**Saved entries**
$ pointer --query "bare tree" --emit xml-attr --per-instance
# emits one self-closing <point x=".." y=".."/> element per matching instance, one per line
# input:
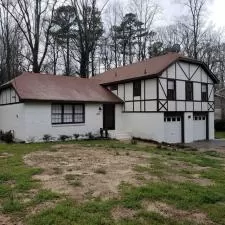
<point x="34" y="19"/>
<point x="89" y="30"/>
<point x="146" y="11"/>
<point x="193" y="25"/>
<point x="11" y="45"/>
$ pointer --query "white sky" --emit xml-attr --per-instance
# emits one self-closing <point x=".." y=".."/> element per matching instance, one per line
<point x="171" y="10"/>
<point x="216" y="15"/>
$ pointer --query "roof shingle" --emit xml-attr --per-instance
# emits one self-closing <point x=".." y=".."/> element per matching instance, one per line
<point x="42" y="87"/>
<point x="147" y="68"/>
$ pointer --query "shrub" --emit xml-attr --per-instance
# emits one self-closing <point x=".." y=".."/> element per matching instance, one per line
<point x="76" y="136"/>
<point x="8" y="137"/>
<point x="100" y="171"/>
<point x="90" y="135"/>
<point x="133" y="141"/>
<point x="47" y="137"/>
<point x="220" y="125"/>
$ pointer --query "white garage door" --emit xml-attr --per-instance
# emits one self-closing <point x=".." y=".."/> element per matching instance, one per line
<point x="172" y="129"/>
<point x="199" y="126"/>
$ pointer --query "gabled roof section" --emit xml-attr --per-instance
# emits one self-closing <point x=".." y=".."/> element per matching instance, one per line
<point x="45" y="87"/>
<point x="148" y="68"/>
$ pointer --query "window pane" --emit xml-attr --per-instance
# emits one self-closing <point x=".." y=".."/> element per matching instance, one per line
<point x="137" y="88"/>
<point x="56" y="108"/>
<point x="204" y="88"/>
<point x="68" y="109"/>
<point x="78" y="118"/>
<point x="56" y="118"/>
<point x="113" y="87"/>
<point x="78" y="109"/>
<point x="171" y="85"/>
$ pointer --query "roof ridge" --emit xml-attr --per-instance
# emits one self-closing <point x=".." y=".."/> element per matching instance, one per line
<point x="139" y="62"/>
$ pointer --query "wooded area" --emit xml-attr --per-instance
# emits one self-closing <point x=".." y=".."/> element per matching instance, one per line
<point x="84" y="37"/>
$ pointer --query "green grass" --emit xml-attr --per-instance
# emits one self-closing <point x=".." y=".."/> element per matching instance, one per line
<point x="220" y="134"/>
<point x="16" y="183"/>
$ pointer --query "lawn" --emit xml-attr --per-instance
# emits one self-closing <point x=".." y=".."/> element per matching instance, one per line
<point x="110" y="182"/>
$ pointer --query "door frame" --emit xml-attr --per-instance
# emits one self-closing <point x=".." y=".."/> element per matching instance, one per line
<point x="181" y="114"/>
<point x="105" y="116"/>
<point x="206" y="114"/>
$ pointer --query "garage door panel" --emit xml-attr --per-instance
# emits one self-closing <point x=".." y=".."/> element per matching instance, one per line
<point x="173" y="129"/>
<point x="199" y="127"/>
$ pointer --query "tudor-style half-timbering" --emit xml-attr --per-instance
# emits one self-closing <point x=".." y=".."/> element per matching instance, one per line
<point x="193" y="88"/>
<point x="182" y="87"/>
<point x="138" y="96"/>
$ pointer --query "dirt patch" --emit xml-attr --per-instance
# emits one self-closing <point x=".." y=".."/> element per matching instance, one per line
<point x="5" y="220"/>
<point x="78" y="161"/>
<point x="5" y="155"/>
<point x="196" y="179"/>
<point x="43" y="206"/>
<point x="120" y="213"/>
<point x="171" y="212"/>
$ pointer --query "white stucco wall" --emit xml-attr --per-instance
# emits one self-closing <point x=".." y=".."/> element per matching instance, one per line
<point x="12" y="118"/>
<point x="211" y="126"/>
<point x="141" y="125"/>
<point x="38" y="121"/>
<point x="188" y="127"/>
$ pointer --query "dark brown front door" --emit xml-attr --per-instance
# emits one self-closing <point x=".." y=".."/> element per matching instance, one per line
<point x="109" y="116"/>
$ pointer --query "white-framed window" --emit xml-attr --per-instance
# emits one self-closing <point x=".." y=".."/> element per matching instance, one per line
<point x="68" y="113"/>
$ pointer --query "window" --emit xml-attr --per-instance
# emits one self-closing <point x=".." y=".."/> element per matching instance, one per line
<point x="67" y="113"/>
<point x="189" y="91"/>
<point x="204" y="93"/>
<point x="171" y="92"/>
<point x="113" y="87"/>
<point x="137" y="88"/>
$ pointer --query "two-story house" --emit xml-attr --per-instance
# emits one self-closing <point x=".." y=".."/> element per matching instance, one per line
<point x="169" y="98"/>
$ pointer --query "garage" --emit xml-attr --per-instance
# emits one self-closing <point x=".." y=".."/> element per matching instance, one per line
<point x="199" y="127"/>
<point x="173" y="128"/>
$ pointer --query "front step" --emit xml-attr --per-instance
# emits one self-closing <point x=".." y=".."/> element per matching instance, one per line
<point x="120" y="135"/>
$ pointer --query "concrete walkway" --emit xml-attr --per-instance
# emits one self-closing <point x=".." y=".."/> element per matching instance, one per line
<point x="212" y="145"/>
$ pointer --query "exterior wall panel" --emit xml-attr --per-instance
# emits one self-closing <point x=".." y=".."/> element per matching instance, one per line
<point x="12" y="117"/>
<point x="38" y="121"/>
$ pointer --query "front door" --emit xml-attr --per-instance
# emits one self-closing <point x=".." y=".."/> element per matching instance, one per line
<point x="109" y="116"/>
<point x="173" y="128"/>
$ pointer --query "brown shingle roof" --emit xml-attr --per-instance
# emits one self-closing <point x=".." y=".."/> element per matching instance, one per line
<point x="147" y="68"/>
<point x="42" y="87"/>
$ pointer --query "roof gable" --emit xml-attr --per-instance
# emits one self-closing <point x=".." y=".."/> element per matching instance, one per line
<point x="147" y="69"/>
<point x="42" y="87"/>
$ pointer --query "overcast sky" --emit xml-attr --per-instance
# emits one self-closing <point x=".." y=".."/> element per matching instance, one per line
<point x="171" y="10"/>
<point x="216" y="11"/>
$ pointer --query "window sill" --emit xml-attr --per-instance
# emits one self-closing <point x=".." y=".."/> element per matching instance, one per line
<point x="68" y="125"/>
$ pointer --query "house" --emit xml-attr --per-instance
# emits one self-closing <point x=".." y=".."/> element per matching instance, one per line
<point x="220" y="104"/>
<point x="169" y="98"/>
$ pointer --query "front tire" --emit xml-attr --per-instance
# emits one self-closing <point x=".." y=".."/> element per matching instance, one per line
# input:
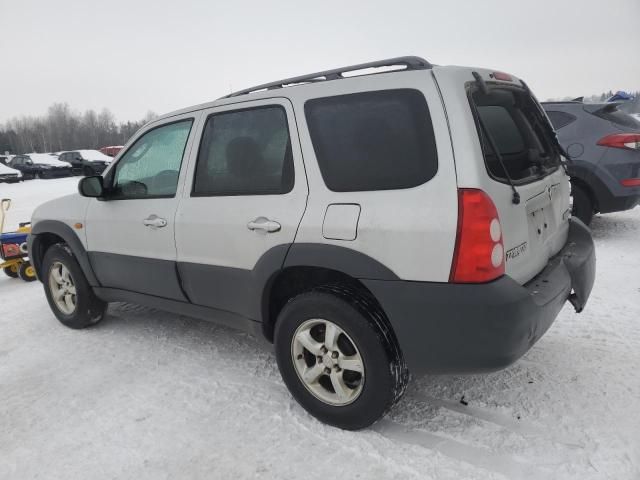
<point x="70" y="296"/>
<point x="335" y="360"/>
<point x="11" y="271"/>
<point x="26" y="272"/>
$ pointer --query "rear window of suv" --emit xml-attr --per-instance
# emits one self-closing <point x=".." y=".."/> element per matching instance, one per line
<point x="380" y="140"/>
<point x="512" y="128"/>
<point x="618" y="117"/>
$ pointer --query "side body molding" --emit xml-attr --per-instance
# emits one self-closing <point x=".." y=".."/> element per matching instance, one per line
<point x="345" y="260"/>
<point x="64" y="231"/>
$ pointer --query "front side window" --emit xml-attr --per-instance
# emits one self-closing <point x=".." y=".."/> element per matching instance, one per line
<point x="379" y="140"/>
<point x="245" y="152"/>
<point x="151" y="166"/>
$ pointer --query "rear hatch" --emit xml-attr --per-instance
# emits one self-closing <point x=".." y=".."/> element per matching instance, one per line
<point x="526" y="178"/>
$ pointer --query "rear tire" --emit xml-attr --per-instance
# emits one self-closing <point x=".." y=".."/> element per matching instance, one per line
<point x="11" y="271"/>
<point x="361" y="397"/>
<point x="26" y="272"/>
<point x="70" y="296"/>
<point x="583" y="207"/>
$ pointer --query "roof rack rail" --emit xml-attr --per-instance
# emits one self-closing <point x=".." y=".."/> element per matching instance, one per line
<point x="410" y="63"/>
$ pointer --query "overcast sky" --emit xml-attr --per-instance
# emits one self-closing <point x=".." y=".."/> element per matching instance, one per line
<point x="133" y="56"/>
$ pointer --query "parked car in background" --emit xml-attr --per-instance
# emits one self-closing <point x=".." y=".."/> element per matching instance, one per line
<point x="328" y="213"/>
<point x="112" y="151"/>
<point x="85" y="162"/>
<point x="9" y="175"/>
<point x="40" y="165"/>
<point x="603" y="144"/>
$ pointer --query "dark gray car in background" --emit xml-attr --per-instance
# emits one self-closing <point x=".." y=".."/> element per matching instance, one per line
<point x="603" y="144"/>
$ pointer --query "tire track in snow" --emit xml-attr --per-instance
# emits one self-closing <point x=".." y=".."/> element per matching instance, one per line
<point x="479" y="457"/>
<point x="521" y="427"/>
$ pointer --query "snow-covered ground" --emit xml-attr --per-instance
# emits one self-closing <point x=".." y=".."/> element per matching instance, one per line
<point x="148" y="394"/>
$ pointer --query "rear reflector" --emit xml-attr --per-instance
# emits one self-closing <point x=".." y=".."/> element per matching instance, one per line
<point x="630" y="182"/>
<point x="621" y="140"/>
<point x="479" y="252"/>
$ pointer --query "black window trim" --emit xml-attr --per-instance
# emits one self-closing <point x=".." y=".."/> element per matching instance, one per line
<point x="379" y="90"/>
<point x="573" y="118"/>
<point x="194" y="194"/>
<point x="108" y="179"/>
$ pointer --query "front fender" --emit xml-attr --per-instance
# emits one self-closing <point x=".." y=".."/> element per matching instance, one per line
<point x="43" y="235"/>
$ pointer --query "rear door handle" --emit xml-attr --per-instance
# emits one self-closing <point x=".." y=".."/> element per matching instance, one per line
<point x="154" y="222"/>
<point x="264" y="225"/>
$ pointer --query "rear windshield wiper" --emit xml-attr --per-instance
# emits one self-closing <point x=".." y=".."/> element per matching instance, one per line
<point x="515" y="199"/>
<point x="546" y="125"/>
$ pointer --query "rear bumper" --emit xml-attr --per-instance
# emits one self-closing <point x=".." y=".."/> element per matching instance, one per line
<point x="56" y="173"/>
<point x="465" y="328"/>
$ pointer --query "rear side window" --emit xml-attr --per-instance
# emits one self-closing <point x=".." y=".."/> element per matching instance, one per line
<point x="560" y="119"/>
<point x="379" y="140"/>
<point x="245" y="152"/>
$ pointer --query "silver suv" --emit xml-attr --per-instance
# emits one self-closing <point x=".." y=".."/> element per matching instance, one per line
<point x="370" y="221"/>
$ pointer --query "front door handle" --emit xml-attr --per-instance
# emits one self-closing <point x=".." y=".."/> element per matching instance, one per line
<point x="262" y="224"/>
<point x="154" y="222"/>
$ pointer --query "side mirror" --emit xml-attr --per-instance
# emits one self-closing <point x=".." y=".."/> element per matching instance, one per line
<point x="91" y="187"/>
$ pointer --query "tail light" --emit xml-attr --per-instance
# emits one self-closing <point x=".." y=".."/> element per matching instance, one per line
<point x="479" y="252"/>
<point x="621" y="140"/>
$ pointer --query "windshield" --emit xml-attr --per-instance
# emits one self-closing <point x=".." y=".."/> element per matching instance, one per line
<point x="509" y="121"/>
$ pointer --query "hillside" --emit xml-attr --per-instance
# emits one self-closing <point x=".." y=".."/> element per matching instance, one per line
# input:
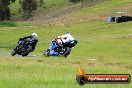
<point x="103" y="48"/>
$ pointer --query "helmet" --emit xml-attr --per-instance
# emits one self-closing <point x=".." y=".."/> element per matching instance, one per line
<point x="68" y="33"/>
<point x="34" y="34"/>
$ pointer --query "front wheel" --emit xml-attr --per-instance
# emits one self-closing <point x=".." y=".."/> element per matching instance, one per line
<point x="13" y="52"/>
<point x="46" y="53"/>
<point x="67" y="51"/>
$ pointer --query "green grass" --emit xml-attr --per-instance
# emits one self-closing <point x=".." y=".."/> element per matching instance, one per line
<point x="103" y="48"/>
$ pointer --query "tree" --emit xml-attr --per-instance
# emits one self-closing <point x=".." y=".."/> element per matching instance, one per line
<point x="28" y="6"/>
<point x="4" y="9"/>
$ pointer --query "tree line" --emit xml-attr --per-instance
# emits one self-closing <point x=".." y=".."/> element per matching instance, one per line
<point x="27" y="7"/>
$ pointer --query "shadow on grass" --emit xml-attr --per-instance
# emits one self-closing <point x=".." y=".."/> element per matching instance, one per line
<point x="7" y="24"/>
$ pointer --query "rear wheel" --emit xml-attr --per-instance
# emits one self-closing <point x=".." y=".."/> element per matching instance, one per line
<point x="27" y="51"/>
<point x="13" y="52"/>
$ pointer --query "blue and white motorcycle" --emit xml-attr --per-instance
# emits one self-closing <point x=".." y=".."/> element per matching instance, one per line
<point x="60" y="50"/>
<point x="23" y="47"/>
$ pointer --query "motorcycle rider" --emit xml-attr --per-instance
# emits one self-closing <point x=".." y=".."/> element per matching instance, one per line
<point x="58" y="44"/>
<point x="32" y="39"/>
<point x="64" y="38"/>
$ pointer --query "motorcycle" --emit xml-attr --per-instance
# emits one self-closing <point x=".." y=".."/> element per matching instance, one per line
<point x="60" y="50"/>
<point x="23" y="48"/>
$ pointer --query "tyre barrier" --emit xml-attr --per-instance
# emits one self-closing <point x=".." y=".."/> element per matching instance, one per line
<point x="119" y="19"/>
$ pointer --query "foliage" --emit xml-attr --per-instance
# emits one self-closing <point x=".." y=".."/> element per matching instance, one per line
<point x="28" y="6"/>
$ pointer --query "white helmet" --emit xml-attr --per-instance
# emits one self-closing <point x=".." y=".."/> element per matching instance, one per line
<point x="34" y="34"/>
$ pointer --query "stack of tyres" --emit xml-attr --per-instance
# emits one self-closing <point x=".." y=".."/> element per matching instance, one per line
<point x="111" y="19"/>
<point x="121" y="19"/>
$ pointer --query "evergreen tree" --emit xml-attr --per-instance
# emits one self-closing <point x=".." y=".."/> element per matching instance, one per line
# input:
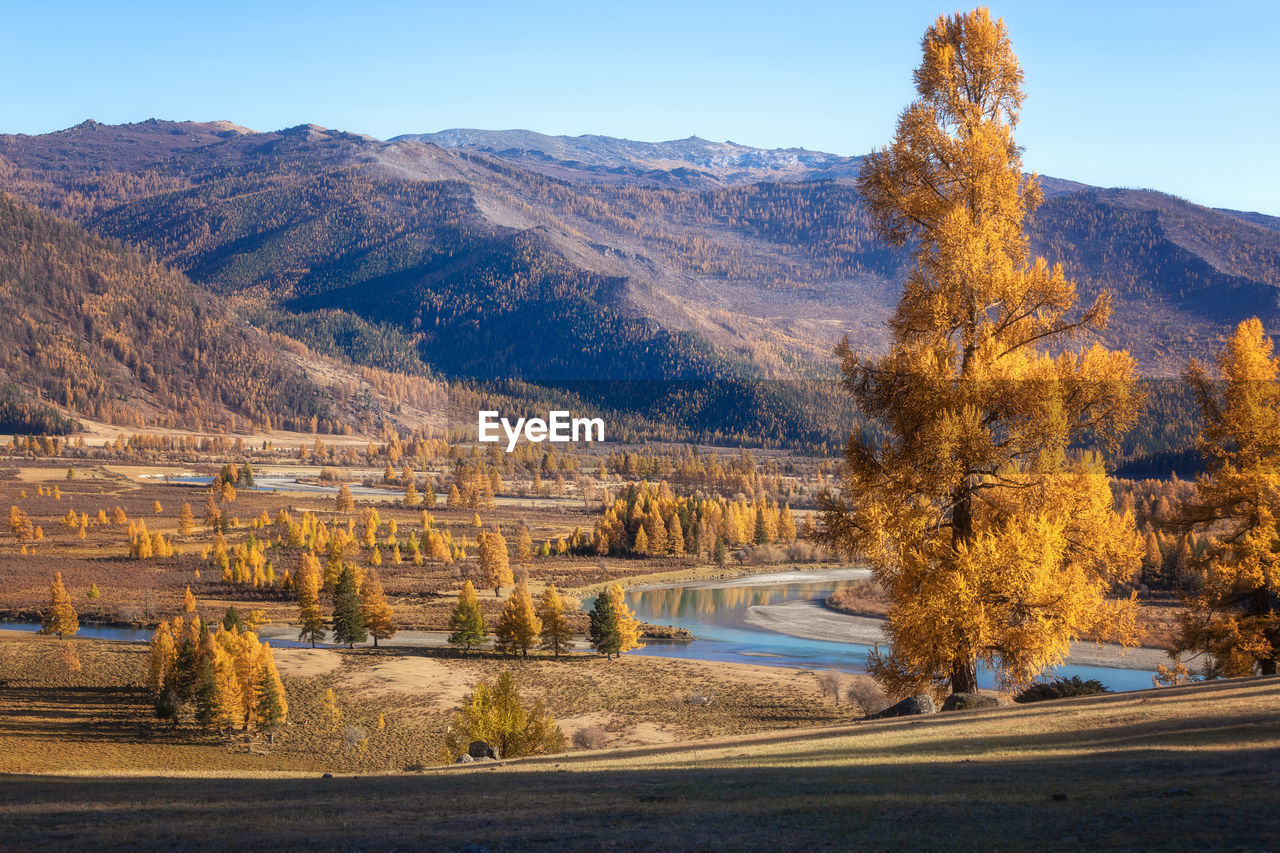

**EXERCISE OBJECTIVE**
When the entries above show the word "garage" in a line, copy that line out.

**RESPONSE AREA**
$ pointer --query "white garage door" --emit xml-attr --per-instance
$ pointer --query "garage door panel" --emit xml-attr --per-instance
$ pointer --query "garage" --emit xml-attr --per-instance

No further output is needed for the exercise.